▸ DATASET RECORDS

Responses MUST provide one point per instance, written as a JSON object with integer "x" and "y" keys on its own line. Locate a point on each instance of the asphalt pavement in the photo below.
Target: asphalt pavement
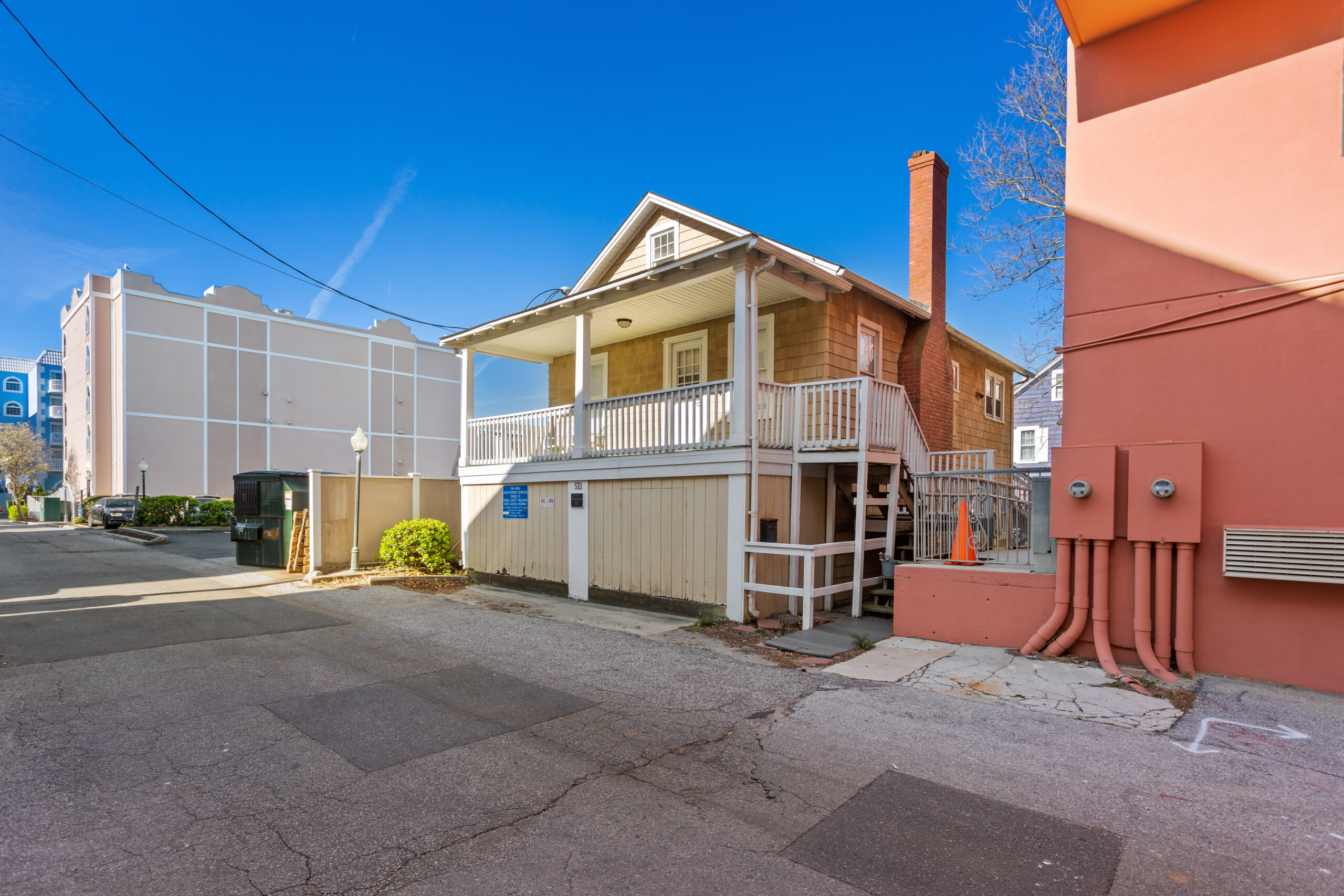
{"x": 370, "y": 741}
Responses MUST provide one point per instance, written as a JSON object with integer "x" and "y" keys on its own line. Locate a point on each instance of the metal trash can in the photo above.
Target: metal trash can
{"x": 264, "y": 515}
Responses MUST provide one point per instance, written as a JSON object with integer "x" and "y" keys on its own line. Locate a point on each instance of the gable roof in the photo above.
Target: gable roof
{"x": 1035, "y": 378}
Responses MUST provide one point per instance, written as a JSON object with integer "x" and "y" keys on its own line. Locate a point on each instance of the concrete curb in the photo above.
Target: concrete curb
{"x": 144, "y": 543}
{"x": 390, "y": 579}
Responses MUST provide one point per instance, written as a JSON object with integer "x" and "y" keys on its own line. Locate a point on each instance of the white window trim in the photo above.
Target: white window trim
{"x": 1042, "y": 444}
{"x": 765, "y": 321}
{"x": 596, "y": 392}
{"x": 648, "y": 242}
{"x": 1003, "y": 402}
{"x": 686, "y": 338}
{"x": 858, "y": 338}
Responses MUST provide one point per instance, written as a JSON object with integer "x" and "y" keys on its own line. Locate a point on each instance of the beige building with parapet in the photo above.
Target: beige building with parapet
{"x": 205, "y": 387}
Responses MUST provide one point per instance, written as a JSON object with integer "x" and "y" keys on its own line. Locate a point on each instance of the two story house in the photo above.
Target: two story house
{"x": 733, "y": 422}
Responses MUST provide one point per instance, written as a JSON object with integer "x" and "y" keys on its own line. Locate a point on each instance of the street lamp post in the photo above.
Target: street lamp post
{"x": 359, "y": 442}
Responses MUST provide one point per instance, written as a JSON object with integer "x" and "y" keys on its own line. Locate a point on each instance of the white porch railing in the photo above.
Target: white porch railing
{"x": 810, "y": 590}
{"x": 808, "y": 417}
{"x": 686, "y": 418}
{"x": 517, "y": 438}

▸ WHAT YOU WILL DO
Rewrite all of the lines above with every "trash can" changed to "garbage bin" and everything else left the same, omitting the pictures.

▸ THE ANSWER
Responses MUST provide one point per instance, written as a JSON object with integer "x" and "y" keys on its own line. Locate a point on each instance of the asphalt pavement in the photo below.
Target: asphalt pavement
{"x": 370, "y": 741}
Responses MUST provide one point per instance, written as a JSON object with integer "x" and "y" keys on its own line. Locate a point on each instance of the metal garbage bin in the photo above.
Target: metal garbage bin
{"x": 264, "y": 515}
Responses MUST provide one point per instance, written as a JSON object with integer "x" and "y" keys on its own line. Locate a point on each instance of the gable roof in the photo above.
Target: gable roof
{"x": 1035, "y": 378}
Responses MUST provide one point per instance, written as a JSON object with integer "x" and "y" keys on its own line. Locate a point on each instance of the concrete curb in the photo above.
Target: concrete curb
{"x": 144, "y": 543}
{"x": 390, "y": 579}
Responses MUST provide one point per instance, written as a JSON object with integer "x" and "y" keys on its own line. Locate a point on each instance of the white window trim in the photo above.
Target: white window trim
{"x": 1042, "y": 444}
{"x": 765, "y": 321}
{"x": 596, "y": 392}
{"x": 648, "y": 242}
{"x": 1003, "y": 402}
{"x": 686, "y": 338}
{"x": 858, "y": 338}
Responses MUST provide one point per instance, written as a JSON object with integer "x" and "y" keys on its own line. Locate a point on each instance of the beige building with parapet in the photo above.
Target: beige building with parapet
{"x": 205, "y": 387}
Responses MUST provide one point per instance, written as a JSON object with integer "x" and "y" keys on its own line. Locate a point on each instance of the two story house in the photo above.
Target: two story house
{"x": 733, "y": 422}
Responses MUST provide one point per instance, written as a JSON object with integer "x" and "y" keys on its own line. Locate a point on each instance of the street lamp post in the photo above.
Target: street lamp post
{"x": 359, "y": 442}
Responses MUST provide one point per instance, written as a JSON object with integer "x" and "y" keys on its own line. Locate a point on each instance of the white porch railing in the photo above.
Target: white porch railing
{"x": 810, "y": 590}
{"x": 808, "y": 417}
{"x": 686, "y": 418}
{"x": 517, "y": 438}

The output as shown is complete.